─── Selected excerpt ───
Virginia Woolf was a popular author of the 20th century, who even after acceptance and success lamented that she was not fulfilled:
“My writing makes me tremble…” she wrote to a friend. “I have wasted all my time trying to begin things and taking up different points of view, and dropping them, and grinding out the dullest stuff, which makes my blood run thick.”
She wasn’t alone.
Stephen King, one of the most successful fiction authors of our generation, has also felt it. In On Writing, his book about the craft of writing, he warned:
“Writing fiction, especially a long work of fiction, can be a difficult, lonely job; it’s like crossing the Atlantic Ocean in a bathtub. There’s plenty of opportunity for self-doubt.”
Even John Steinbeck, one of the most acclaimed American authors of the 20th century, had bouts of self-doubt during his long and successful career. He alluded to it regularly in the diary he kept while writing The Grapes of Wrath, one of the most popular works of fiction ever written.
He set a high bar:
“This must be a good book,” he wrote early in the process. “It must be far and away the best thing I have ever attempted – slow but sure, piling detail on detail until a picture and an experience emerge. Until the whole throbbing thing emerges. And I can do it.”
He had done his research, and he felt strongly about his subject. He and his friend, Tom Collins, spent months with migrants who were fleeing the devastating Dust Bowl, and who were driven from their land and homes. Steinbeck wanted to tell it exactly like it was. He wanted to describe their exodus to California, which they thought of as the promised land, and to show that they were willing to do anything to support themselves and their families. He wanted to record how when they arrived in California, the migrants found horrible living conditions, below-subsistence levels of pay, violent repression, and discrimination.
He had seen it, lived with it, and he was severely affected. He and Collins had spent time with the migrants – working with them, listening to their stories, and helping them. He was sickened by the cruelty that some Americans heaped on their fellow Americans, and he was repulsed by the horrible living conditions and how thousands of migrants – starving –were burned out or flooded out of their shelters. He admired the way the migrants endured suffering, retained their dignity, and never gave up.
─── Raw data ───
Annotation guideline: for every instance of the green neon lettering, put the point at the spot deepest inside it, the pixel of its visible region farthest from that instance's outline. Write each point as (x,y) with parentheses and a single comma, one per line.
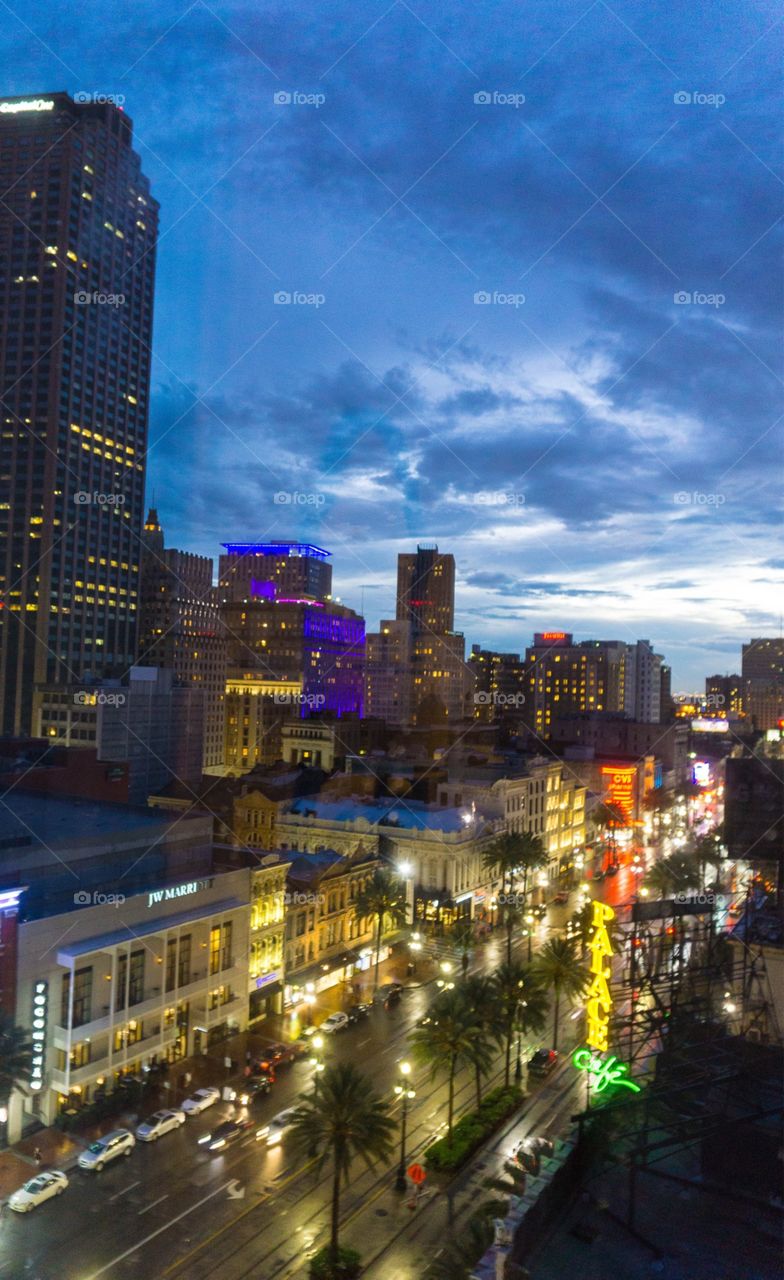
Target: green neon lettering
───
▶ [What the task requires]: Summarize the passage on writers' self-doubt in two sentences.

▶ [Exercise output]: Successful authors such as Virginia Woolf, Stephen King, and John Steinbeck all struggled with self-doubt: Woolf complained of wasting her time on false starts, and King compared writing long fiction to crossing the Atlantic Ocean in a bathtub. Steinbeck set a high bar for The Grapes of Wrath after spending months with Dust Bowl migrants alongside his friend Tom Collins, and he wanted to record their exodus to California and the terrible conditions, low pay, repression, and discrimination they found there.